Print every line of the listing below, with no change to any character.
==== EXERCISE INPUT ====
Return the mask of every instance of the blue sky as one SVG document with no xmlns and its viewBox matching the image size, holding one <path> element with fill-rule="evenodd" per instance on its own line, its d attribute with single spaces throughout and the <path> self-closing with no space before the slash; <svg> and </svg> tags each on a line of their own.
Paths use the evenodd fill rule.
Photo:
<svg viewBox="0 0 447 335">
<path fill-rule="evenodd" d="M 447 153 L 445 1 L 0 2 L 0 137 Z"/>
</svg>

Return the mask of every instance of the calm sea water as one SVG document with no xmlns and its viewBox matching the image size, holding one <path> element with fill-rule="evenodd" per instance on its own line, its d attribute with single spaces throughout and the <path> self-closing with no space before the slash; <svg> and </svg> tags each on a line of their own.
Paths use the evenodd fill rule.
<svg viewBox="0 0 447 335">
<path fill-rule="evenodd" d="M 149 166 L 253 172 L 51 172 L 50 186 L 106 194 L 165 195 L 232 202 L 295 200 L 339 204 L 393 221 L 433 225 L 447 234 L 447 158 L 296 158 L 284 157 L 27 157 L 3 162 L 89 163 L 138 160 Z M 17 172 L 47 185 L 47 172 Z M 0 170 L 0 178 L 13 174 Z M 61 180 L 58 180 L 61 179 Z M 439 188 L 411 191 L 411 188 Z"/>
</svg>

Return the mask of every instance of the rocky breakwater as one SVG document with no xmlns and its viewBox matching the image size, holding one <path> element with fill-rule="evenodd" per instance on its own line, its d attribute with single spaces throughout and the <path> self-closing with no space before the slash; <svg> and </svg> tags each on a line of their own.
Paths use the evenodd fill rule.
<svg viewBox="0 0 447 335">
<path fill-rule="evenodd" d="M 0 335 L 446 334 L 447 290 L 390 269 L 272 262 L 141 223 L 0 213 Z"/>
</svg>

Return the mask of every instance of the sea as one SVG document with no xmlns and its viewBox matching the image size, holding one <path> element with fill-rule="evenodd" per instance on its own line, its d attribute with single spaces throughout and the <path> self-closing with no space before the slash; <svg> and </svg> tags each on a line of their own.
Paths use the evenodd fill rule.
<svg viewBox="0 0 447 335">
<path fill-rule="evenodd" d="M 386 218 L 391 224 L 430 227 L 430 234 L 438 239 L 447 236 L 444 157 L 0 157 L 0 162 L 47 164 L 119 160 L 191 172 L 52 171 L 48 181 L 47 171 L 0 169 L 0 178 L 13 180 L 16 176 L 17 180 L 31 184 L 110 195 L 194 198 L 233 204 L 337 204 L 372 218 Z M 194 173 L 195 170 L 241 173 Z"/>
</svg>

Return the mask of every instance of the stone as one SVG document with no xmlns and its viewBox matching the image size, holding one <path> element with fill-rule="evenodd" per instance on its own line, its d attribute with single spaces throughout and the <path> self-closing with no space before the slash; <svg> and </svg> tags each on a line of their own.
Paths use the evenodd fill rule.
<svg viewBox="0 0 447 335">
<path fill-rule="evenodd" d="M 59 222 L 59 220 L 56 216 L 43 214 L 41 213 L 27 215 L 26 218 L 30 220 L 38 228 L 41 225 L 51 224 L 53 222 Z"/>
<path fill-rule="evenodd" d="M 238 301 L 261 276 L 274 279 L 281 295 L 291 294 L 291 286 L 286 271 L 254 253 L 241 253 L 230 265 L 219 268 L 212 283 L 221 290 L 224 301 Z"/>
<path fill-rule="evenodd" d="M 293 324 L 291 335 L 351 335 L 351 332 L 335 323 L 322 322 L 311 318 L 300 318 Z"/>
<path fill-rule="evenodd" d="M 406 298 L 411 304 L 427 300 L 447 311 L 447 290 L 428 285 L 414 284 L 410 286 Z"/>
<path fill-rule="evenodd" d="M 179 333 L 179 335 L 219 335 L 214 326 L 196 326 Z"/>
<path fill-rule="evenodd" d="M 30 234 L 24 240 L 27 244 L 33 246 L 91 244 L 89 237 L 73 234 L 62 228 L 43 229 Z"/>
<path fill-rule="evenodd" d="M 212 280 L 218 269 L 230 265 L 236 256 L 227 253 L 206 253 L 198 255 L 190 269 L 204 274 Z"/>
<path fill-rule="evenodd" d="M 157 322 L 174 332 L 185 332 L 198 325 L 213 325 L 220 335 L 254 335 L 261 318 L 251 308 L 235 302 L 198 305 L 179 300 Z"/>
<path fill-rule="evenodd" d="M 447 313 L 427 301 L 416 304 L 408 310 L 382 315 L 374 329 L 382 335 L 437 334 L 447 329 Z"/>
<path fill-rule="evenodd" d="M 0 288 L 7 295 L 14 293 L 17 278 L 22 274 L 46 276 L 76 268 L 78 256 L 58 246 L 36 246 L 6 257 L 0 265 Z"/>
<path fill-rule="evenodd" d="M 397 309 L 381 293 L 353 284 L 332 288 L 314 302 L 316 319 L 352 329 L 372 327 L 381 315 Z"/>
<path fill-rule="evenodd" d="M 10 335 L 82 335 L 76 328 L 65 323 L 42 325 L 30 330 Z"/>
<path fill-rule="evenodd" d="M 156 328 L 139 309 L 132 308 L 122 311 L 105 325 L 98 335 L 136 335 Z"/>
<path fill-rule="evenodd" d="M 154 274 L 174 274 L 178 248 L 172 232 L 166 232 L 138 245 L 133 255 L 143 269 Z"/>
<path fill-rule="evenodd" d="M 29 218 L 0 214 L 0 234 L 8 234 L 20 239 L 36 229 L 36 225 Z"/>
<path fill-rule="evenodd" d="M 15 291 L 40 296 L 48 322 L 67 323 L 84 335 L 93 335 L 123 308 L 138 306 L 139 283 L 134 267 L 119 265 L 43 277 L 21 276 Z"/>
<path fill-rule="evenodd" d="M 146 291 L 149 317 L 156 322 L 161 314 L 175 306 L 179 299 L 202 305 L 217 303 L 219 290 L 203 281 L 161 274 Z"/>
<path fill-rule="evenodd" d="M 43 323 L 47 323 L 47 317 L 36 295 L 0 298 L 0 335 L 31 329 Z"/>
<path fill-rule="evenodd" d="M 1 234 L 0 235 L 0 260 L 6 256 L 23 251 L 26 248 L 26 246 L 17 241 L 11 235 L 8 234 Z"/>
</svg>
====
EXPECTED ANSWER =
Return the mask of every instance of the blue sky as one SVG document with no xmlns and its viewBox matching the image size, holding one <path> element with fill-rule="evenodd" per instance on its own line, its d attribute with single spaces throughout and the <path> self-closing with no space before the slash; <svg> and </svg> tags each on a line of their own.
Paths use the evenodd fill rule.
Photo:
<svg viewBox="0 0 447 335">
<path fill-rule="evenodd" d="M 447 153 L 445 1 L 0 2 L 0 137 Z"/>
</svg>

Return the mask of every instance of the calm sea water as one SVG document with no xmlns and its viewBox matching the image size, holding one <path> element with fill-rule="evenodd" per instance on its own line, its d attribute with single spaces throughout and the <path> self-closing with no space before the slash; <svg> and </svg> tags each on a line of their own.
Paths use the evenodd fill rule.
<svg viewBox="0 0 447 335">
<path fill-rule="evenodd" d="M 149 166 L 253 172 L 51 172 L 50 186 L 106 194 L 165 195 L 232 202 L 295 200 L 339 204 L 393 221 L 433 225 L 447 234 L 447 158 L 296 158 L 284 157 L 27 157 L 3 162 L 89 163 L 138 160 Z M 17 172 L 47 185 L 47 172 Z M 0 170 L 0 178 L 13 174 Z M 61 180 L 58 180 L 61 179 Z M 439 188 L 411 191 L 411 188 Z"/>
</svg>

Return the mask of every instance of the rocky breakwater as one SVG document with no xmlns and its viewBox matching the image size, holding one <path> element with fill-rule="evenodd" per instance on its own line, its d attribute with single spaces throughout and the <path> self-closing with no space before the slash; <svg> and </svg> tags each on a line of their own.
Paths use the evenodd fill rule.
<svg viewBox="0 0 447 335">
<path fill-rule="evenodd" d="M 0 335 L 446 334 L 447 290 L 390 269 L 272 262 L 141 223 L 0 213 Z"/>
</svg>

Return the mask of every instance of the sea as one SVG document with no xmlns and its viewBox matching the image size, holding one <path> element with fill-rule="evenodd" per instance on its own line, its d attribute with single spaces throughout and the <path> self-closing with no space before the slash; <svg> and </svg> tags each on a line of their own.
Paths use the evenodd fill rule.
<svg viewBox="0 0 447 335">
<path fill-rule="evenodd" d="M 386 218 L 391 224 L 430 227 L 430 234 L 438 239 L 447 236 L 444 157 L 0 157 L 0 162 L 47 164 L 119 160 L 191 172 L 52 171 L 48 181 L 47 171 L 0 169 L 0 178 L 13 180 L 16 176 L 17 180 L 31 184 L 110 195 L 194 198 L 233 204 L 337 204 L 372 218 Z M 194 173 L 195 170 L 241 173 Z"/>
</svg>

Return the mask of every instance of the stone as one SVG document with no xmlns and its viewBox matching the image size, holding one <path> element with fill-rule="evenodd" per instance on its own line, its d attribute with single spaces throughout and the <path> self-closing with no space before the slash; <svg> and </svg> tags each on a line of their own.
Paths use the evenodd fill rule.
<svg viewBox="0 0 447 335">
<path fill-rule="evenodd" d="M 59 222 L 59 220 L 56 216 L 43 214 L 41 213 L 27 215 L 26 218 L 30 220 L 38 228 L 41 225 L 51 224 L 53 222 Z"/>
<path fill-rule="evenodd" d="M 238 301 L 261 276 L 274 279 L 281 295 L 291 294 L 291 286 L 286 271 L 254 253 L 241 253 L 230 265 L 219 268 L 212 283 L 221 290 L 224 301 Z"/>
<path fill-rule="evenodd" d="M 293 324 L 291 335 L 351 335 L 351 332 L 335 323 L 322 322 L 311 318 L 300 318 Z"/>
<path fill-rule="evenodd" d="M 406 298 L 411 304 L 427 300 L 447 311 L 447 290 L 428 285 L 414 284 L 410 286 Z"/>
<path fill-rule="evenodd" d="M 179 333 L 179 335 L 219 335 L 214 326 L 196 326 Z"/>
<path fill-rule="evenodd" d="M 30 234 L 24 240 L 27 244 L 33 246 L 91 244 L 89 237 L 73 234 L 62 228 L 43 229 Z"/>
<path fill-rule="evenodd" d="M 212 280 L 218 269 L 230 265 L 236 256 L 227 253 L 206 253 L 198 255 L 190 269 L 204 274 Z"/>
<path fill-rule="evenodd" d="M 157 322 L 174 332 L 185 332 L 198 325 L 213 325 L 220 335 L 254 335 L 261 318 L 251 308 L 235 302 L 198 305 L 179 300 Z"/>
<path fill-rule="evenodd" d="M 447 313 L 427 301 L 416 304 L 408 310 L 382 315 L 374 329 L 382 335 L 437 334 L 447 329 Z"/>
<path fill-rule="evenodd" d="M 0 288 L 7 295 L 14 293 L 17 278 L 22 274 L 46 276 L 76 268 L 78 256 L 58 246 L 36 246 L 6 257 L 0 265 Z"/>
<path fill-rule="evenodd" d="M 397 309 L 381 293 L 353 284 L 332 288 L 314 302 L 316 319 L 352 329 L 372 327 L 381 315 Z"/>
<path fill-rule="evenodd" d="M 10 335 L 82 335 L 76 328 L 65 323 L 42 325 L 30 330 Z"/>
<path fill-rule="evenodd" d="M 156 328 L 139 309 L 132 308 L 122 311 L 105 325 L 98 335 L 136 335 Z"/>
<path fill-rule="evenodd" d="M 154 274 L 174 274 L 178 248 L 172 232 L 166 232 L 138 245 L 133 255 L 143 269 Z"/>
<path fill-rule="evenodd" d="M 29 218 L 0 214 L 0 234 L 8 234 L 20 239 L 36 229 L 36 225 Z"/>
<path fill-rule="evenodd" d="M 15 291 L 40 296 L 48 322 L 67 323 L 84 335 L 93 335 L 123 308 L 138 306 L 139 283 L 134 267 L 119 265 L 43 277 L 21 276 Z"/>
<path fill-rule="evenodd" d="M 146 291 L 149 317 L 156 322 L 161 314 L 175 306 L 179 299 L 202 305 L 217 303 L 219 290 L 203 281 L 161 274 Z"/>
<path fill-rule="evenodd" d="M 43 323 L 47 323 L 47 317 L 36 295 L 0 298 L 0 335 L 31 329 Z"/>
<path fill-rule="evenodd" d="M 1 234 L 0 235 L 0 260 L 6 256 L 23 251 L 26 248 L 26 246 L 17 241 L 11 235 L 8 234 Z"/>
</svg>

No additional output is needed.